Explore the material:
1 - In the rabbit thread, list the benefits claimed for timing breedings so the young stay with the doe until processing.
2 - According to the rabbit thread, what is the rule of thumb for the number of cages when setting up for grow out cages?
3 - Retype the passage from the rabbit thread that begins at the words "I give my does" and stops after the words "hawks are around.".

Given text:
/---

I give my does large cages and when it is time to wean I take the doe out and leave the kits in.   Once the kits are gone I put the doe back in her large cage.  I like my rabbits to be able to stretch out.  I also give them a box to sit on/hide in.  They like their "holes" to hide in during bad weather or when hawks are around.


----------



## dewey (Jul 19, 2011)

Congrats on your house -- how exciting!  My lifelong best friend was raised in Anchorage.  Yep, fire & ice (I'm in AZ, lol).

You can also time your breedings so that the young stay in the same cage with the doe until processing them at 8 weeks, and so the doe has a new litter 2 weeks later.  Not only does this generally lessen stress on all, it saves feed, increases kit body weight faster, lessens kit mortality rates, and also saves on having to have all those extra grow out cages, although extra cages are always needed for one reason or another.  (Typically, twice as many cages per does is a rule of thumb if you're setting up for grow out cages.)  You can also check out ARBA for suggested cage sizes.  Buck cages can be smaller than doe/litter cages.  Select your cage design and size carefully since it's easier to learn from other's mistakes than our own, lol.

Quality NZ's would be (and is) my breed of choice if you're planning to butcher a decent size rabbit at 8 weeks old.  Lots of other commercial breeds are good for meat, too, although they may by slower to reach weight (meaning more cost, more cages, more work, more everything, lol).

\---

Extracted data:
/---

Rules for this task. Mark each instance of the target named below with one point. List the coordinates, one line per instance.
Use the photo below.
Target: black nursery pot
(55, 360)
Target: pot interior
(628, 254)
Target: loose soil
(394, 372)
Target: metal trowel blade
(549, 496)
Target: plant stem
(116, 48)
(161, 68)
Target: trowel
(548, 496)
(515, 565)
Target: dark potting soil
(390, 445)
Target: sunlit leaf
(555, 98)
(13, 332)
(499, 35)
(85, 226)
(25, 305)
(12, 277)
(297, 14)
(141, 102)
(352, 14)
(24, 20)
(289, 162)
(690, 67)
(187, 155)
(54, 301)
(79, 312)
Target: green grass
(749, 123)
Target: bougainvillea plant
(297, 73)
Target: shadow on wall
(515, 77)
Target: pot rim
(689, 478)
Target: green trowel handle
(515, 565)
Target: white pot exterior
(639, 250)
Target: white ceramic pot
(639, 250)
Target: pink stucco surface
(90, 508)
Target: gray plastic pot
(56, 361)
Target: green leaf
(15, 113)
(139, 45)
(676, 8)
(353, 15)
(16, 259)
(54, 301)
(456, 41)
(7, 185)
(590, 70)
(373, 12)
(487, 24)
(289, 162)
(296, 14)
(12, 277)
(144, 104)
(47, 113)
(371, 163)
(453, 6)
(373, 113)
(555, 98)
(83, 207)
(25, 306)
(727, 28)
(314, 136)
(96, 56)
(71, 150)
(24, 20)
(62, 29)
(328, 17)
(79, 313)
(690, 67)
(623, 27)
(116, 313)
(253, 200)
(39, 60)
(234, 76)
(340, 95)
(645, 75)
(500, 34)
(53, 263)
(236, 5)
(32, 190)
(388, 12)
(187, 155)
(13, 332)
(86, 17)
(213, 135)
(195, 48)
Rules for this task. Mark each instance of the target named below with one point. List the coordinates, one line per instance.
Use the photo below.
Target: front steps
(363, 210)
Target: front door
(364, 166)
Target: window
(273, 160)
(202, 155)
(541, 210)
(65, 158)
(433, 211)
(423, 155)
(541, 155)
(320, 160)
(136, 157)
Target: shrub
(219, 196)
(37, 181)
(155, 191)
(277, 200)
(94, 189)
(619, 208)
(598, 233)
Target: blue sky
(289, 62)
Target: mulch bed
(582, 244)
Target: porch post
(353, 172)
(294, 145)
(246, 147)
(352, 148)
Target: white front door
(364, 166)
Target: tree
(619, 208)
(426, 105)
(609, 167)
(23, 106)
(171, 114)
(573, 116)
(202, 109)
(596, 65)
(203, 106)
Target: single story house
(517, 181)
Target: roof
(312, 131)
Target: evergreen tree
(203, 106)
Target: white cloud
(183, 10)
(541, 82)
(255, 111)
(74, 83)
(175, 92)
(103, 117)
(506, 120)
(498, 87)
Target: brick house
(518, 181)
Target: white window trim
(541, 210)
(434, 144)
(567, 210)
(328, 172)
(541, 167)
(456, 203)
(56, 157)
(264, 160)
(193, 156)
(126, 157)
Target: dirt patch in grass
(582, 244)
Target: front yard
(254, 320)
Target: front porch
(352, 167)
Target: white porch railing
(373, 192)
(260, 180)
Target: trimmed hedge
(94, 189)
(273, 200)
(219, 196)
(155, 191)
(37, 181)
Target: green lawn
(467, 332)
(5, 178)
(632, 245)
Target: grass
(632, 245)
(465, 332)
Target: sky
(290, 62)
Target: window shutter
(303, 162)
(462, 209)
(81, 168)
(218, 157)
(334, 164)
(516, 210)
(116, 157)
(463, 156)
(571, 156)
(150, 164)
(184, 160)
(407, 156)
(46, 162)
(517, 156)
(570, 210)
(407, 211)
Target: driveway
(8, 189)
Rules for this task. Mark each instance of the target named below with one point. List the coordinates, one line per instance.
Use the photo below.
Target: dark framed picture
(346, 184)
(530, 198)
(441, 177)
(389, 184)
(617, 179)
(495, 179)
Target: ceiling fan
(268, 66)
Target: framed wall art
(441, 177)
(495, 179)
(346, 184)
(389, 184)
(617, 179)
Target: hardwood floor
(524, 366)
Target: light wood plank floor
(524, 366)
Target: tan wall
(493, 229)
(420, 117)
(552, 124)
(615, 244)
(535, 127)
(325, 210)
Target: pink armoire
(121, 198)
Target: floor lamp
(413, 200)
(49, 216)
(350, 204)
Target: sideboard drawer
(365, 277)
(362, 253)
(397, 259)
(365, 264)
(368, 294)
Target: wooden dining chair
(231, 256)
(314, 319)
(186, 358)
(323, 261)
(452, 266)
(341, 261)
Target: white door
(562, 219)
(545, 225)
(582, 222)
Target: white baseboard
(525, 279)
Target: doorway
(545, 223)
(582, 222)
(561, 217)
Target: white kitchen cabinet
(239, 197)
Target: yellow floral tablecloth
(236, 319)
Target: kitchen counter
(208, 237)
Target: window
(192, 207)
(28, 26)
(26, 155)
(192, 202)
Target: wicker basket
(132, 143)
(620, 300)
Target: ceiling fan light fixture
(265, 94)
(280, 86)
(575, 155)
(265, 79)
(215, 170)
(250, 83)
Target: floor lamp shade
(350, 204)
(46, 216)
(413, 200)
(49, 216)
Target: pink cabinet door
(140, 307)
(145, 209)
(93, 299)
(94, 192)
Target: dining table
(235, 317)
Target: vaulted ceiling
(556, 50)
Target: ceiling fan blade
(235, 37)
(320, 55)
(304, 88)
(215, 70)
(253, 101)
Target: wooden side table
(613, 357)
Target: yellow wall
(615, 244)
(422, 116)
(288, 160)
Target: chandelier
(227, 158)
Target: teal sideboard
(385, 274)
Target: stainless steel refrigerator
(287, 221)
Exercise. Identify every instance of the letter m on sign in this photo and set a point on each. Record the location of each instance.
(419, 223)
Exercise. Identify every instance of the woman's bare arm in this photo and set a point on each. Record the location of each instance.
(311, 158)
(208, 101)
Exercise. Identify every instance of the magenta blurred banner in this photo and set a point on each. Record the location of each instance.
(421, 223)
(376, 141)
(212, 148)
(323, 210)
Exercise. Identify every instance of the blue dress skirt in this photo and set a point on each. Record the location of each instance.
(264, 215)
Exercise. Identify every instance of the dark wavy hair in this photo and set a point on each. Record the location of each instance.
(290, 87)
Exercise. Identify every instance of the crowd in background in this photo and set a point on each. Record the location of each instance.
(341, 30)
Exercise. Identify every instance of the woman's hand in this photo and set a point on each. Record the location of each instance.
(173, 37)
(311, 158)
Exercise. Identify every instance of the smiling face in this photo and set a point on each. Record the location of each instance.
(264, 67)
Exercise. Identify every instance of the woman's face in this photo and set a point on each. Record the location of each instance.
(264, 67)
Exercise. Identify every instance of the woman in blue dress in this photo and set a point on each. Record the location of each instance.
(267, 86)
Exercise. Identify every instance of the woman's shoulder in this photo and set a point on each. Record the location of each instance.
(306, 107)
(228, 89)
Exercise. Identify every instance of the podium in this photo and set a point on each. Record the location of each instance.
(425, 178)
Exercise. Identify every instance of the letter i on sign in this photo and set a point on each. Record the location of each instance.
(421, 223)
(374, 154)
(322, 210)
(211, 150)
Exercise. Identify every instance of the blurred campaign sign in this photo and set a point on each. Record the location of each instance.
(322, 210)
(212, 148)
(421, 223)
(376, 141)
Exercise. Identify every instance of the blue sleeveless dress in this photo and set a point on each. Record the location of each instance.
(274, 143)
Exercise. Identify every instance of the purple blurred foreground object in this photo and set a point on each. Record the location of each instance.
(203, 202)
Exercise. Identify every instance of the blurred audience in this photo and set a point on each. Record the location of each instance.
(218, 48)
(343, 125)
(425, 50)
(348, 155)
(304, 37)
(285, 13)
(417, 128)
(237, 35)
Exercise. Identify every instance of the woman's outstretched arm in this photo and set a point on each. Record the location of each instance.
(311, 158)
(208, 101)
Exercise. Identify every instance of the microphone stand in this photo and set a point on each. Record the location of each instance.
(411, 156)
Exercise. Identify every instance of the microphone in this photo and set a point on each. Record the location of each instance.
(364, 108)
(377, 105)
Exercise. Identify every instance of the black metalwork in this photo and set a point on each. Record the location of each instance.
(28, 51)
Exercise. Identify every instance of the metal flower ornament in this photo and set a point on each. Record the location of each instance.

\---

Set of answers:
1 -
- Generally lessens stress on all
- Saves feed
- Increases kit body weight faster
- Lessens kit mortality rates
- Saves on having to have all those extra grow out cages

2 - Twice as many cages per does.

3 -
I give my does large cages and when it is time to wean I take the doe out and leave the kits in.   Once the kits are gone I put the doe back in her large cage.  I like my rabbits to be able to stretch out.  I also give them a box to sit on/hide in.  They like their "holes" to hide in during bad weather or when hawks are around.